> [Yazılı görev A]:
Kayıtlarda "wall" sözcüğünü içeren satırların hepsini listele.

> [Haber]:

________________

Kayıp 700 bin euro davasında yeni gelişme
Karabulut ailesinin avukatı Bölge Adliye Mahkemesi'ne dilekçe sunarak, yerel mahkemenin kararının kaldırılmasını, yeniden hüküm kurulmasını talep etti.
Münevver Karabulut'un öldürülmesiyle ilgili olarak katil zanlısı Cem Garipoğlu'nun evindeki 700 bin Euro'yu tutanaklara geçirmedikleri ve güvenlik kamerası görüntülerini yeterince incelemedikleri iddiasıyla yargılandıkları davada 6'sı polis 8 sanığı 6'şar bin TL adli para cezasına çarptıran mahkeme, gerekçeli kararını açıklandı.
Mahkeme gerekçeli kararında cinayetin işlendiği evde makul bir rakamın üzerinde yabancı ülke parasının bulunduğunu ancak sanık polislerce tutanağa geçirilmediği vurgulayarak, 'Sanıklar kamu görevlisinden beklenen yeterli ihtimamı göstermemişlerdir. Olaya ait tüm delilleri toplamayarak görevlerinin gereklerine aykırı olarak hareket ettikleri anlaşılmıştır' ifadelerine yer verdi. Karabulut ailesinin avukatı Rezan Epözdemir de Bölge Adliye Mahkemesi'ne dilekçe sunarak, yerel mahkemenin kararının kaldırılmasını yeniden hüküm kurulmasını talep etti.
'GÖREVLERİNİ YERİNE GETİRMEDE EKSİK İŞLEM YAPTIKLARI KANAATİNE VARILMIŞTIR'
Küçükçekmece 5. Asliye Ceza Mahkemesi'nce hazırlanan gerekçeli kararda suç mahallinde bir miktar yabancı ülke parasının bulunduğu, paranın miktarının net olarak tespit edilemediği, ancak makul bir rakamın üzerinde olduğu kaydedilerek, olay tutanağına geçirmedikleri anlatıldı.
Gerekçeli kararda, 'Polis memuru sanıkların, cinayet failinin belirlenmesi ve yakalanması amacıyla olay yerine ait tespit ettikleri suçla bağlantılı, kaçma veya delilleri karartmaya elverişli olan tüm şüphe uyandıracak eşyaların tamamını tutanağa geçirmeleri gerekirken olayla ilgisinin bulunmadığından bahisle tutanağa geçirmedikleri kanaatine varılmıştır. Sanıkların bulunan parayı, meblağını, cinsini, tam olarak kime teslim edildiği yönündeki çelişkili olan beyanları ile şüphe yaratacak bir duruma sebebiyet vermek suretiyle kamu görevlisinden beklenen yeterli ihtimamı göstermemişlerdir. Görevlerini yerine getirmede eksik işlem yaptıkları, meydana gelen cinayetin kamuoyunda yarattığı etki de dikkate alındığında, görevlerini yerine getirirken görevlerinin gereklerine uygun hareket etmedikleri bu suretle kamu zararına sebebiyet verdikleri anlaşılmakla polis memuru sanıkların savunmalarına itibar edilemeyeceği kanaatine varılmıştır' ifadelerine yer verildi.

________________

> [Verilen kayıtlar]:

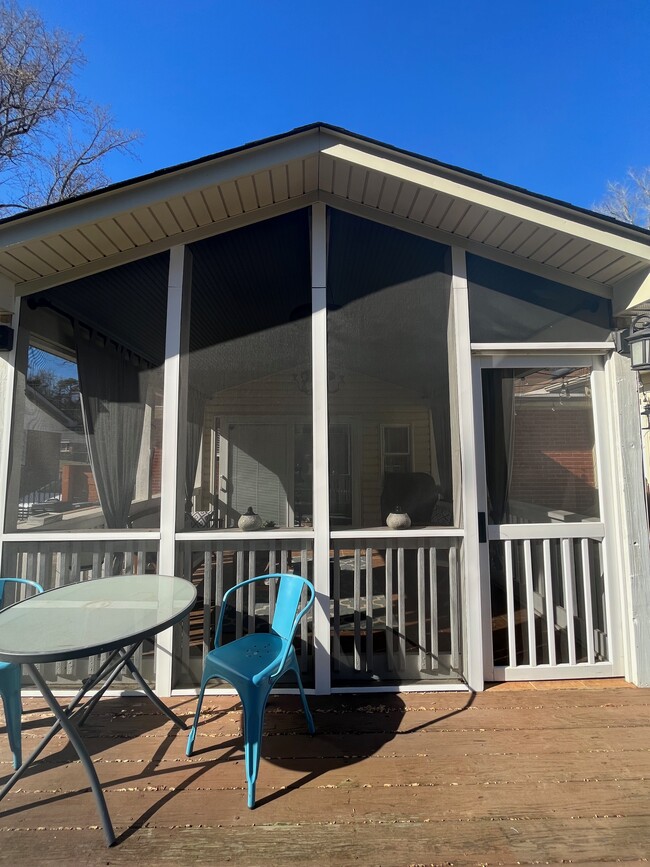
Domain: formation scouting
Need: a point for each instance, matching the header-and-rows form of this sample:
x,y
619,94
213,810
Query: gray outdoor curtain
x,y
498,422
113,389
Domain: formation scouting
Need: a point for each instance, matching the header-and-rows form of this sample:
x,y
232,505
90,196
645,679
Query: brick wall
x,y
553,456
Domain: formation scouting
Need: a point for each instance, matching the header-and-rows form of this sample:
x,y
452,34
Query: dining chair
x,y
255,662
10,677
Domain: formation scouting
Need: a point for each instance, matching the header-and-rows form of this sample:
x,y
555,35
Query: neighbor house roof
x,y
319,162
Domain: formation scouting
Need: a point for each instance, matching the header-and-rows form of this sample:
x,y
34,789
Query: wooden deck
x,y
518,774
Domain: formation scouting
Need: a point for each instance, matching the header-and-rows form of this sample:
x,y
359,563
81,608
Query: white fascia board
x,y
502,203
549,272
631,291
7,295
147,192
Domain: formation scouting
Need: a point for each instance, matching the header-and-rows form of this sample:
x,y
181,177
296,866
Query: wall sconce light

________________

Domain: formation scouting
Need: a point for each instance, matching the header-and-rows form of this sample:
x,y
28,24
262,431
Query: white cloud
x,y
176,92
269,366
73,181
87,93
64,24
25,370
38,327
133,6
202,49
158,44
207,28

________________

> [Yazılı görev B]:
Haberde adı geçen kişilerin ad ve soyadlarını sırala.

> [Alıştırma sonucu A]:
Query: brick wall
Query: wall sconce light

> [Alıştırma sonucu B]:
Münevver Karabulut
Cem Garipoğlu
Rezan Epözdemir